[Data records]
==============================

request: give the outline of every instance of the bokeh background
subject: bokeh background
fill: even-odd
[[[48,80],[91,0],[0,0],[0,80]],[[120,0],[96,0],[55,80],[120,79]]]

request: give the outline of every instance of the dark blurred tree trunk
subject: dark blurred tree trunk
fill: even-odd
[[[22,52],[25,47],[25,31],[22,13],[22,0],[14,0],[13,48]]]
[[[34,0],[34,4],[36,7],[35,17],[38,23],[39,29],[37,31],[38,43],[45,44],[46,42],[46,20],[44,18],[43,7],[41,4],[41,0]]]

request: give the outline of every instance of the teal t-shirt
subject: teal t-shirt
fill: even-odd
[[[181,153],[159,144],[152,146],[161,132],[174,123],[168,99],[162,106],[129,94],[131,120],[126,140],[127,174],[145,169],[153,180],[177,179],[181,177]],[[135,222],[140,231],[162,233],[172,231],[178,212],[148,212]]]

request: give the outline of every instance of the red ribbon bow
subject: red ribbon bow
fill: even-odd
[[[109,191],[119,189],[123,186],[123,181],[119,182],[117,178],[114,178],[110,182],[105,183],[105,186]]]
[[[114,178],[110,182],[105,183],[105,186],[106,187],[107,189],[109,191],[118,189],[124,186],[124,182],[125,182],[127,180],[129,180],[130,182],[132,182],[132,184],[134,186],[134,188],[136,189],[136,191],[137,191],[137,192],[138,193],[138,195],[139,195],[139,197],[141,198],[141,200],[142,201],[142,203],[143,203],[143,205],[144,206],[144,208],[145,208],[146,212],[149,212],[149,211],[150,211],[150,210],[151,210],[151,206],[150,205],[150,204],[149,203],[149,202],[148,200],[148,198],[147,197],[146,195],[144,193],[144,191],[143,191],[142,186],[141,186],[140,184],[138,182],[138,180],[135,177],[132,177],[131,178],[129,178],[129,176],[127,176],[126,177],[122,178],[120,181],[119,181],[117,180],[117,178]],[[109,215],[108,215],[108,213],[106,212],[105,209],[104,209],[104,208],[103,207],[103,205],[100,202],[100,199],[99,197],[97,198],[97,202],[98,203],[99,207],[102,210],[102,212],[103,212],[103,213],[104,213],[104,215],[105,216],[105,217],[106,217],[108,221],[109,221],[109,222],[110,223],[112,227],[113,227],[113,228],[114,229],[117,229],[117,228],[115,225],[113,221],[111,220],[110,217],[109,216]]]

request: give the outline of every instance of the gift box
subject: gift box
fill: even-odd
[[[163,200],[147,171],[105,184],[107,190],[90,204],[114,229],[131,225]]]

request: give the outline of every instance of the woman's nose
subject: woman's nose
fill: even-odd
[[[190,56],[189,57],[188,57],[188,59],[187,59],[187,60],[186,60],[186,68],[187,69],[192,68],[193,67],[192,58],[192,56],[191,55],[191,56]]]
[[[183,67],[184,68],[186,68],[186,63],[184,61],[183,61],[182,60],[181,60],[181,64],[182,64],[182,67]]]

==============================

§ **Exercise prompt**: Reproduce every line of the rows from the line containing "request: give the outline of every instance of the gift" through the last row, requests included, and increase each polygon vertex coordinate in the answers by 4.

§ **The response**:
request: give the outline of every instance of the gift box
subject: gift box
fill: even-odd
[[[167,204],[151,175],[109,188],[111,194],[94,208],[118,233],[135,229]]]

request: give the outline of every instance of the woman's nose
subject: woman's nose
fill: even-odd
[[[194,60],[193,61],[192,61],[192,63],[191,63],[191,64],[190,64],[190,72],[191,73],[196,72],[197,71],[196,62],[196,60],[195,59],[195,60]]]
[[[187,71],[188,72],[190,72],[190,67],[188,65],[187,65],[186,64],[185,64],[185,68],[186,68],[186,71]]]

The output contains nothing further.